» Exercise aim: The records are to be restated in their entirety, word for word.

» Input material:
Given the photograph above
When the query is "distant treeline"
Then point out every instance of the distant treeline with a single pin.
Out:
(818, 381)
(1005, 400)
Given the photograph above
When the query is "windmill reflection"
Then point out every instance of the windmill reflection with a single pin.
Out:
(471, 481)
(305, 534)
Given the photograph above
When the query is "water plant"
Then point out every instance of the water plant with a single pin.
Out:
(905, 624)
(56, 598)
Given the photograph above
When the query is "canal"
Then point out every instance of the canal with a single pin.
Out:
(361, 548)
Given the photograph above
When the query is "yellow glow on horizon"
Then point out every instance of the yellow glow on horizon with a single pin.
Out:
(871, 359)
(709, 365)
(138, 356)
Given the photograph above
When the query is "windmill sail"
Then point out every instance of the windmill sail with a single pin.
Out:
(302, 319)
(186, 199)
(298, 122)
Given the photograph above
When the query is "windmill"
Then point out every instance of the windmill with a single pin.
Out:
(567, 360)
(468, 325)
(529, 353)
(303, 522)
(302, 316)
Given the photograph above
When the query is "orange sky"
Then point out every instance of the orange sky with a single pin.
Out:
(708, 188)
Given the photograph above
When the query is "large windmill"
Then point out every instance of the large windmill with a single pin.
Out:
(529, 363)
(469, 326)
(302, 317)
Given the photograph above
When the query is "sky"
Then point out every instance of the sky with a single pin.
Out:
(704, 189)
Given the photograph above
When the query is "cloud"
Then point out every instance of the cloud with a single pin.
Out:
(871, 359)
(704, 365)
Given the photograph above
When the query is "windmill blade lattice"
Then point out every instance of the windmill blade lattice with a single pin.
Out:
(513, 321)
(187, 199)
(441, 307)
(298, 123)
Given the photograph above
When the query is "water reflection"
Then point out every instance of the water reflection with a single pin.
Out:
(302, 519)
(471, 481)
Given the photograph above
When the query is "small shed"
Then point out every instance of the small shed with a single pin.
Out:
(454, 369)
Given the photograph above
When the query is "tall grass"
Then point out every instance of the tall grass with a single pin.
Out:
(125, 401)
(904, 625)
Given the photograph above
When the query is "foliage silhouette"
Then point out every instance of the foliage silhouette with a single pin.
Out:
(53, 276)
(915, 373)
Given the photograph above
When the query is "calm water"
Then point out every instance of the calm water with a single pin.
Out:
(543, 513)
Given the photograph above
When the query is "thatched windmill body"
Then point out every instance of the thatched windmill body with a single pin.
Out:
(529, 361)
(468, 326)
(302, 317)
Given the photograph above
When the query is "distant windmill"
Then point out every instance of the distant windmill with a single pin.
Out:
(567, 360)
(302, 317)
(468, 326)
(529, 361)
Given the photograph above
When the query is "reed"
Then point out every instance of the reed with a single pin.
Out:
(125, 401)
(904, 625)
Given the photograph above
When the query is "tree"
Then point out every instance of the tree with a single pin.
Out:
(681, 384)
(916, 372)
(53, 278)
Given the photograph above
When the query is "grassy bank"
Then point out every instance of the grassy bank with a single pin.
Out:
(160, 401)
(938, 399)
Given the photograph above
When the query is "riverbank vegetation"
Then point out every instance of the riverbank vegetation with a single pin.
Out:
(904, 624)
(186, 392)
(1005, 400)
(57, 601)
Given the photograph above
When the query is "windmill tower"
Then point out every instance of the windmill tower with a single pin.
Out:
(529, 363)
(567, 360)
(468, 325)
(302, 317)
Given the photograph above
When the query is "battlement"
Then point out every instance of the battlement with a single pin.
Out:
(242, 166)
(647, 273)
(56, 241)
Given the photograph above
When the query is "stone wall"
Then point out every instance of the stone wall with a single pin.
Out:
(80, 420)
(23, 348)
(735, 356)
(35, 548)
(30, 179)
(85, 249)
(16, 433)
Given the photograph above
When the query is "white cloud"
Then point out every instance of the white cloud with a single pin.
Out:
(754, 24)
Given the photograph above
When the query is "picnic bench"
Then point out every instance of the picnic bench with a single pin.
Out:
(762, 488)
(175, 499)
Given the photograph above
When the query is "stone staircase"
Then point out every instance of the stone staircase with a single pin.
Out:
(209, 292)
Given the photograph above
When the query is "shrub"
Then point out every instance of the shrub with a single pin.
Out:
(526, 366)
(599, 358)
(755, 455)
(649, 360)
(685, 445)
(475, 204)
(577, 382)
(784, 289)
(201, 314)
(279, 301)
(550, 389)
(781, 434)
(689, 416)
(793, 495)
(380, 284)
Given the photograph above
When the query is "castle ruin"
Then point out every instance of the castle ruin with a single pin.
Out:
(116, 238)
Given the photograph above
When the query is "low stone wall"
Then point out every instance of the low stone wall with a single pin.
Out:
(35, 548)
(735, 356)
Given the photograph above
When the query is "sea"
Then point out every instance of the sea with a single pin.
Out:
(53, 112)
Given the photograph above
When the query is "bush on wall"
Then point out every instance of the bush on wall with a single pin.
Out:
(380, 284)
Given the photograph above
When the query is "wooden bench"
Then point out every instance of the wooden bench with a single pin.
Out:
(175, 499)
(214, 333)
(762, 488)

» Answer to this exercise:
Given the photograph above
When the query is "distant treeline"
Then point out every instance of the distant treeline with a single pin.
Out:
(818, 381)
(1005, 400)
Given the photograph above
When the query is "windmill reflection"
Then point out every instance of the windmill reflection with a single pin.
Out:
(471, 481)
(305, 534)
Given the photograph above
When the query is "water plant"
Then point out every instance of the water plant with a single pin.
Out:
(905, 624)
(56, 598)
Given the photograph above
When the query is "canal"
Then point out every instance of the canal with a single pin.
Out:
(361, 548)
Given the photograph above
When the query is "yellow glow on horizon"
Then point out every instance of the yellow glow on horizon with a single pin.
Out:
(871, 359)
(709, 365)
(138, 356)
Given the photograph above
When the query is "windmill sail"
Then point out every instance of the windmill sail with a single pin.
Out:
(302, 319)
(186, 199)
(298, 122)
Given the photograph above
When the query is "windmill"
Then point out every instance of the windmill with a single pin.
Out:
(567, 360)
(468, 325)
(529, 353)
(303, 522)
(302, 316)
Given the photograph above
When the query is "orange sky"
Then point out every instance of the orange sky with a single pin.
Out:
(708, 188)
Given the photograph above
When the query is "large windmill"
Then point out every instance of the large windmill with a single pin.
Out:
(529, 363)
(469, 326)
(302, 317)
Given the photograph above
When the query is "sky"
Then point out every instance of the sky with a single pin.
Out:
(704, 189)
Given the photograph above
When the query is "cloud"
Then point out every instance of the cloud with a single pin.
Out:
(871, 359)
(704, 365)
Given the photograph above
When the query is "windmill blade lattice"
Then point out every instance of the windmill blade lattice with a single pin.
Out:
(513, 321)
(187, 199)
(441, 307)
(298, 123)
Given the photograph above
When the query is "water reflection"
Then point out every instance of the water reflection with a single pin.
Out:
(302, 519)
(471, 481)
Given the photograph above
When the query is "small shed"
Then point out every instance of the small shed with a single pin.
Out:
(454, 369)
Given the photograph above
When the query is "tall grass"
Then point out every instance of the tall grass with a single pin.
Out:
(125, 401)
(904, 625)
Given the photograph above
When the query is "foliage silhouette"
Then point out every instance of the foliage silhouette with a single pin.
Out:
(53, 276)
(915, 373)
Given the photograph above
When the query is "calm water"
Then point out every instance of the calm water with a single pin.
Out:
(543, 513)
Given the photograph above
When the query is "thatched windmill body"
Then point out every instance of the thatched windmill body with a single pin.
Out:
(529, 361)
(468, 326)
(302, 317)
Given the photograph above
When the query is "distant windmill"
Then point out every instance of the distant windmill with a single pin.
Out:
(567, 360)
(302, 317)
(468, 326)
(529, 361)
Given the photograph above
When the query is "reed"
Then point out every instance of the reed with a single pin.
Out:
(125, 401)
(904, 625)
Given the photograph above
When the query is "tree"
Then point out every instance of the tree with a single pin.
Out:
(681, 384)
(916, 372)
(53, 278)
Given the photograph above
When the query is "grassy bank"
Then point out every instance of the grassy bank with a single pin.
Out:
(160, 401)
(938, 399)
Given the photograph above
When the query is "riverbank vegetation"
Then point out every instance of the riverbank vegetation with a single pin.
Out:
(904, 624)
(186, 392)
(1005, 400)
(57, 601)
Given the photograph above
When the query is "windmill tower"
Then point out every instance of the windmill tower with a single pin.
Out:
(529, 363)
(567, 360)
(468, 325)
(302, 317)
Given the photograph above
When the query is "battlement"
Then point out every instance of the battlement with a single pin.
Out:
(242, 166)
(647, 273)
(56, 241)
Given the photograph above
When the query is "stone wall"
Then point out every instance of the stone wall with a single pin.
Out:
(80, 420)
(23, 348)
(735, 356)
(35, 548)
(30, 179)
(85, 249)
(16, 433)
Given the photograph above
When the query is "white cloud"
Then point out every instance of the white cloud with a single pin.
Out:
(754, 24)
Given the photograph above
When the query is "picnic bench"
Then point out every instance of the picnic bench with a single pin.
Out:
(762, 488)
(175, 499)
Given the photograph above
When the query is "stone staircase"
Then point out every instance of the stone staircase with a single pin.
Out:
(209, 292)
Given the photograph above
When the query is "shrub"
Then point out every instance of the shrub with a single pin.
Out:
(526, 366)
(599, 358)
(755, 455)
(649, 360)
(685, 445)
(475, 204)
(577, 382)
(784, 289)
(201, 314)
(279, 301)
(550, 389)
(781, 434)
(689, 416)
(793, 495)
(380, 284)
Given the photograph above
When the query is "castle ruin"
Then point out every instance of the castle ruin with a single pin.
Out:
(116, 238)
Given the photograph above
When the query is "low stone wall"
Then point out every instance of the low stone wall with a single pin.
Out:
(35, 548)
(735, 356)
Given the photograph above
When the query is "sea"
Then point out every instance of the sea with a single pin.
Out:
(53, 112)
Given the photograph above
When the query is "bush on wall"
Then point out every instance of the bush on wall with a single pin.
Out:
(380, 284)
Given the photograph above
When the query is "wooden bench"
Then point out every instance of the wooden bench with a single pin.
Out:
(175, 499)
(214, 333)
(762, 488)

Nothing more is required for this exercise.